**Enunciado**
Reproduce al pie de la letra las líneas del listado desde la que contiene "blue coat reside?" hasta la que contiene "[67,259,77,349]", ambas incluidas.

════════════════

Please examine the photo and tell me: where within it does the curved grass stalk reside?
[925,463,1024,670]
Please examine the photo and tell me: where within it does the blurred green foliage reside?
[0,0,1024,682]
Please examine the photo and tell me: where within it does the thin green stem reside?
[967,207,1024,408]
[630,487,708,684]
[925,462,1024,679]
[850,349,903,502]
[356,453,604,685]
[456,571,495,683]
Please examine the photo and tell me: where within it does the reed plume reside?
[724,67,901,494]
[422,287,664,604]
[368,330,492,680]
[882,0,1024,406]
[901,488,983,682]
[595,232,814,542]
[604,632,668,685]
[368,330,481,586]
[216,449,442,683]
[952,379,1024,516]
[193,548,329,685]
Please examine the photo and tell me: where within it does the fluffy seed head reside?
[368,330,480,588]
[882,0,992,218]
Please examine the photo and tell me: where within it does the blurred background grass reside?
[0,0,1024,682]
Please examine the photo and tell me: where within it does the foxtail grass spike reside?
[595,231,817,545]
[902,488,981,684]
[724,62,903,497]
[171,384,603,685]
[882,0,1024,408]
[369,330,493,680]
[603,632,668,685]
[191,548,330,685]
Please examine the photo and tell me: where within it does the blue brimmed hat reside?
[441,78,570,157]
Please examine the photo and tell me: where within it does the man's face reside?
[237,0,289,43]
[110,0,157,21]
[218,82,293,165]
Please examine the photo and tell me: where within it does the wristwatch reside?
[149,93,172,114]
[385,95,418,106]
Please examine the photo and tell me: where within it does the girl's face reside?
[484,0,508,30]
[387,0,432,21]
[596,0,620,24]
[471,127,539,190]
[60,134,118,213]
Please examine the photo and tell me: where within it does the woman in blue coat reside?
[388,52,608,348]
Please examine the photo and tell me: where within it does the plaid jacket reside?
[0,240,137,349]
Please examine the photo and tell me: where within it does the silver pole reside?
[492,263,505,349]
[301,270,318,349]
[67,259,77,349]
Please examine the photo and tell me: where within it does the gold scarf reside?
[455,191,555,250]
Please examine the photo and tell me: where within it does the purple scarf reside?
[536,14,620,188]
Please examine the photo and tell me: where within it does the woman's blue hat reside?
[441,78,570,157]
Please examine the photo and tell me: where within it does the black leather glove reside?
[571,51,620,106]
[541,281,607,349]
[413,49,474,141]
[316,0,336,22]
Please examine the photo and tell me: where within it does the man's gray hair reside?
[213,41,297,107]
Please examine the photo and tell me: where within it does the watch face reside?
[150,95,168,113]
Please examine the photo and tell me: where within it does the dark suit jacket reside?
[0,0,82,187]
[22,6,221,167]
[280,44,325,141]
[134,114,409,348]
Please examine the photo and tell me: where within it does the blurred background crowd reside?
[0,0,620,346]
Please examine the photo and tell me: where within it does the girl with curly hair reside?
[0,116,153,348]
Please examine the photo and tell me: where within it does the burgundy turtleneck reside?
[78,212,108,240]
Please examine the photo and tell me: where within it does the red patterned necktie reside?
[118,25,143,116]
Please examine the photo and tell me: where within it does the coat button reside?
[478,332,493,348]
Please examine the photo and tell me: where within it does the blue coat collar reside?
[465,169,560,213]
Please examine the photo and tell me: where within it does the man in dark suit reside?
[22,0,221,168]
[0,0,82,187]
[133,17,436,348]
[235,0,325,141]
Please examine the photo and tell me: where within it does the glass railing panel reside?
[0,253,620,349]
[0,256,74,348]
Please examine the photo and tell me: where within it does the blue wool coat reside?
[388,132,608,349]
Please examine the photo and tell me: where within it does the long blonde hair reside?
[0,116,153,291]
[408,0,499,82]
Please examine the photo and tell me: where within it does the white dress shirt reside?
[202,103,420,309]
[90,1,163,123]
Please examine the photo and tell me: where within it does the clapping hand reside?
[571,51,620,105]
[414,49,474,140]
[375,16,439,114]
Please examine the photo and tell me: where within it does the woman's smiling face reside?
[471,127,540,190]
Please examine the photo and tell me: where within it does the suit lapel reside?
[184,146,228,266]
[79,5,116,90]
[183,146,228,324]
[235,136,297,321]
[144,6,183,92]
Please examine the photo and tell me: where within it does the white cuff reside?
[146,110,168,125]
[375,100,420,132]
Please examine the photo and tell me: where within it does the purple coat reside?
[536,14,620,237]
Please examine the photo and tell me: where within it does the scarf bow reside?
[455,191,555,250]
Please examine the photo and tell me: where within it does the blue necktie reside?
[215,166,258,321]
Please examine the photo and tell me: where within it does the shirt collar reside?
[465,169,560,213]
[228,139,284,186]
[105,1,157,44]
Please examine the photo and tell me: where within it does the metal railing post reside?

════════════════

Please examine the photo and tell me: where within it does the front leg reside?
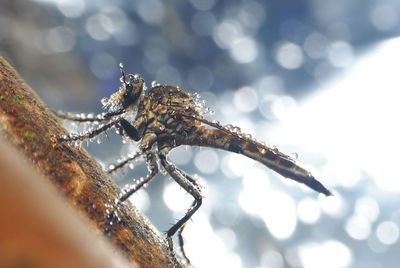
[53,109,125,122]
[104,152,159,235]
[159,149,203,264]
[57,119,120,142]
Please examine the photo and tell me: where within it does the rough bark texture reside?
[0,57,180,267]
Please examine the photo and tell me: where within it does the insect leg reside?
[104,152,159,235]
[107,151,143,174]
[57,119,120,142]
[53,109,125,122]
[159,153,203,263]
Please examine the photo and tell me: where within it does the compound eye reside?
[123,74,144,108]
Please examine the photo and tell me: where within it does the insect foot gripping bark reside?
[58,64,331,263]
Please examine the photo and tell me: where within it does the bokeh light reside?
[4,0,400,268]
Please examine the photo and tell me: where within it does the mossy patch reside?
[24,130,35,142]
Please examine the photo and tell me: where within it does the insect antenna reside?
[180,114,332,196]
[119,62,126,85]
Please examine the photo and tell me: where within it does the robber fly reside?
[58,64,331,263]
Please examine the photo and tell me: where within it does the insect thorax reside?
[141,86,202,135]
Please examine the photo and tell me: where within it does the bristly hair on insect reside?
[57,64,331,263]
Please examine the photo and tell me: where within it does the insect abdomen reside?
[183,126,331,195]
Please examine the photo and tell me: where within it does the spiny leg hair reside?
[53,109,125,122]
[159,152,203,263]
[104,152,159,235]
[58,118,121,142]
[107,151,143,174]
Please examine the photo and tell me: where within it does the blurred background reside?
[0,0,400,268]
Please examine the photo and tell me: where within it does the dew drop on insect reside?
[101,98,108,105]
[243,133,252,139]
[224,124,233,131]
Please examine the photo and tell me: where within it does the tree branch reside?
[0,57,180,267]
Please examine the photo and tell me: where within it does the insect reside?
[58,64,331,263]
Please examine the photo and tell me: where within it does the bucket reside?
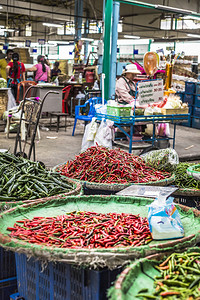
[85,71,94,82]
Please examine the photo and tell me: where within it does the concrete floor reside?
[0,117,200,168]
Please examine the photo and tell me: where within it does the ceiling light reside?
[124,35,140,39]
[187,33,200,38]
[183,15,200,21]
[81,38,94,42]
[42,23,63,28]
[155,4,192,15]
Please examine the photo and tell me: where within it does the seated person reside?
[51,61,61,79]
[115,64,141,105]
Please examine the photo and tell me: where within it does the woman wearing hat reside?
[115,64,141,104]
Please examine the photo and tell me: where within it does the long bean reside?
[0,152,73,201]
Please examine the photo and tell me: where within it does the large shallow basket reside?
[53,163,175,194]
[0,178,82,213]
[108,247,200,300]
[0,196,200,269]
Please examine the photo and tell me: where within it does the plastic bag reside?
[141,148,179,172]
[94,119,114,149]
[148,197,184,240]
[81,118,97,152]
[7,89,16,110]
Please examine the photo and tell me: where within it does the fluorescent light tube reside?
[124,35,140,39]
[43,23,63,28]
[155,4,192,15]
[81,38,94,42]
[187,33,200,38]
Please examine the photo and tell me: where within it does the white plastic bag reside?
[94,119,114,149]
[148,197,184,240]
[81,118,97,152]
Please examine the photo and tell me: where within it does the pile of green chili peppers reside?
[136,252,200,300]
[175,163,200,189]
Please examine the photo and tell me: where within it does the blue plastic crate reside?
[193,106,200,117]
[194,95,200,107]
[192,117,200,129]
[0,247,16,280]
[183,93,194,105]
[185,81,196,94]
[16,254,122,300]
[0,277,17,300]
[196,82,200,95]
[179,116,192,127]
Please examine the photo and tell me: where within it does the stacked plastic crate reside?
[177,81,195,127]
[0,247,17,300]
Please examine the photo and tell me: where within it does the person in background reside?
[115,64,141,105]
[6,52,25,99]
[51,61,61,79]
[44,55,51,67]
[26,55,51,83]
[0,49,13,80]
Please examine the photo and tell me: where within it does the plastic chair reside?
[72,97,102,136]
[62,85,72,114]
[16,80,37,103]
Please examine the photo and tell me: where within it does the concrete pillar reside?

════════════════

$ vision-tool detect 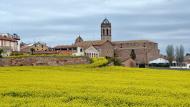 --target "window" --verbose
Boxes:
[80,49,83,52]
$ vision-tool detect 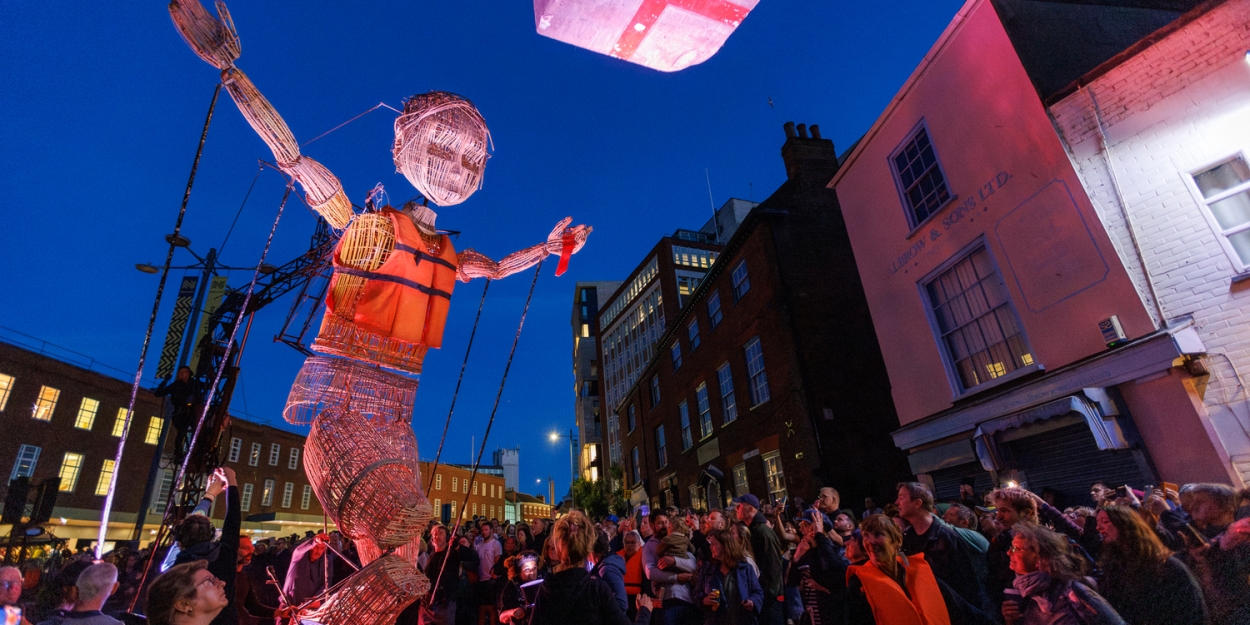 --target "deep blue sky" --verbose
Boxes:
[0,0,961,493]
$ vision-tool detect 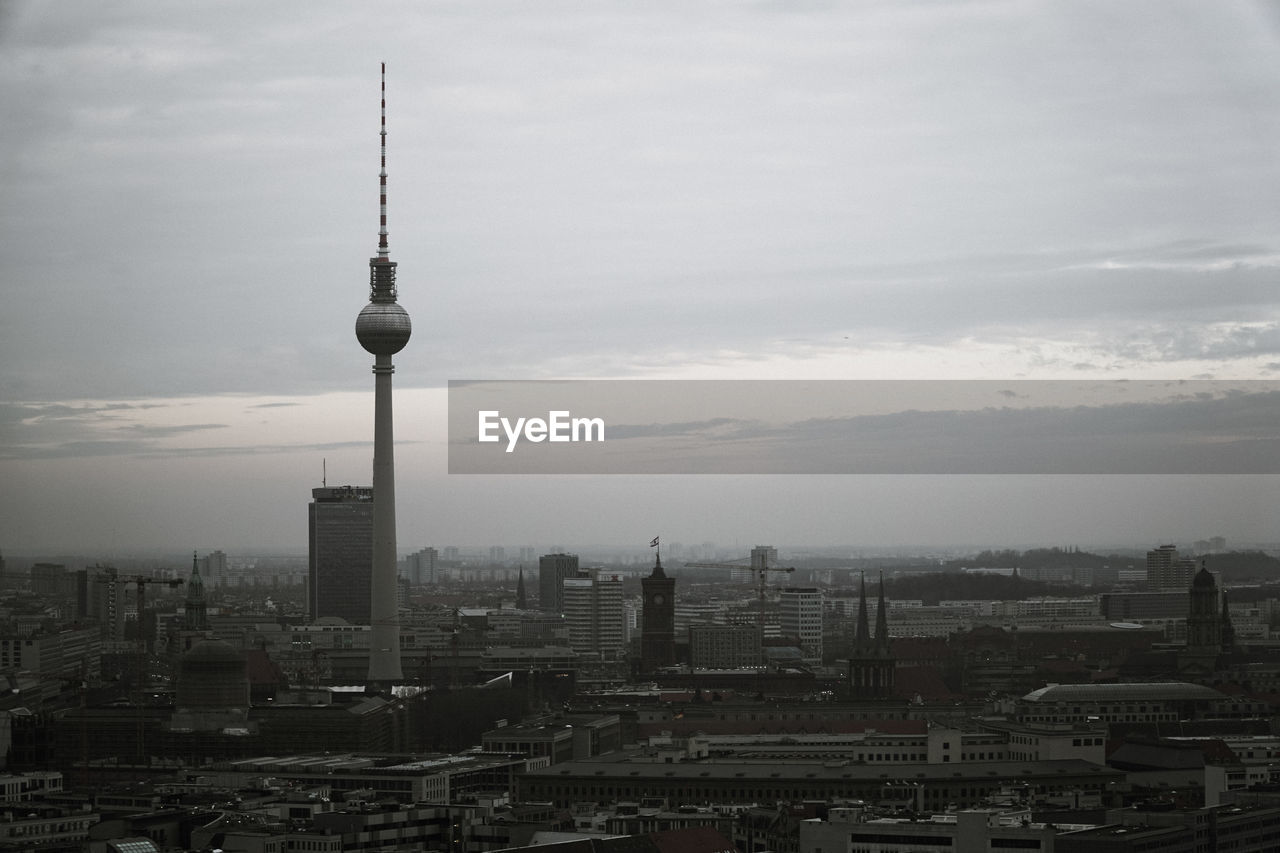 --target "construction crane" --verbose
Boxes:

════════════════

**Respuesta**
Please examine the photo and tell me: where within it does the woman in blue coat reside?
[388,52,608,348]
Please examine the photo and tell me: where within it does the plaid jacket reside?
[0,240,137,349]
Please examine the photo and tell me: where within it does the silver pole reside?
[492,263,505,349]
[301,270,318,349]
[67,259,77,349]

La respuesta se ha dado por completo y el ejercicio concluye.